#### Verilen görev A:
Her ifadenin kaynak alıntıyla uyuşup uyuşmadığını evet ya da hayır diye belirtin. Kararı veren sözleri metinden değiştirmeden alıntılayın.
(i) Felsefî tasavvufta kimse kimseden bir zorluğa girmesini istemez.
(ii) Türkiye maddi açıdan gerilemiştir.
(iii) Modern bilim, teori konusunda sürekli yenilik ister.
#### Verilen görev B:
Aşağıdaki soruları kaynak alıntıya göre yanıtlayın:
(i) Tasavvuf nasıl bir liman olarak nitelendiriliyor?
(ii) Türk toplumunun en çok bozulan toplum olduğu süre kaç yıl olarak veriliyor?
(iii) Modern bilim neyi üretme uygarlığı olarak tanımlanıyor?

#### Kaynak alıntı:
===

Fizîki-zihnî-ruhsal yapısına uygun olmayan bir çocukluk yaşamış, hayatta zor travmalarla karşılaşmış, fantastik zihne sâhip, aynı-zamanda da tembel, korkak, pısırık, dağınık, kıçını zorlamayı sevmeyen -çünkü bâzı târikatlarda zorluklara girilmesi istense de, felsefî tasavvufta kimse kimseden bir zorluğa girmesini istemez- kişilerin ve hayatta bir “yer” edinememiş olanların sığındığı çürük bir limandır tasavvuf. Tasavvuf çok çürük bir temele sâhip olduğu için bağlılarını da çürütür ve olmayacak işler yaptırır. .

 

Türkiye mevcut zaman ve durum olarak madden gelişmiş ve yükselmiş olsa da, hak-hakîkat, adâlet-eşitlik ve ahlâk olarak çürümüş, kokuşmuş ve çökmüş durumdadır. Zâten son 20 yılda Dünyâ’da ahlâken, karakter olarak ve adâlet noktasında en çok bozulan, çürüyen ve kokuşan toplum, -modernizm ve post-modernizm yıkıcı etkilerine karşı durmadığı için- Türk toplumu olmuştur.

 

Modern bilimsel teoriler, “henüz çürütülememiş” ama çürümesi ve çürütülmesi kaçınılmaz olan teorilerdir. Modern-bilim, “çürütülmüş-çürütülecek teoriler” üretme uygarlığıdır. Teori konusunda da sürekli yenilik ister.

===

#### Sağlanan kayıtlar:

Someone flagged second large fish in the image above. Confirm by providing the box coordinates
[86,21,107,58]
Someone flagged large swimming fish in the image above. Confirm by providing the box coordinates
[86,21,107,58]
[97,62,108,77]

===

#### Yanıt A:
(i) Evet: "felsefî tasavvufta kimse kimseden bir zorluğa girmesini istemez"
(ii) Hayır: "madden gelişmiş ve yükselmiş olsa da"
(iii) Evet: "Teori konusunda da sürekli yenilik ister."

#### Yanıt B:
(i) Çürük bir liman.
(ii) Son 20 yıl.
(iii) Çürütülmüş-çürütülecek teorileri.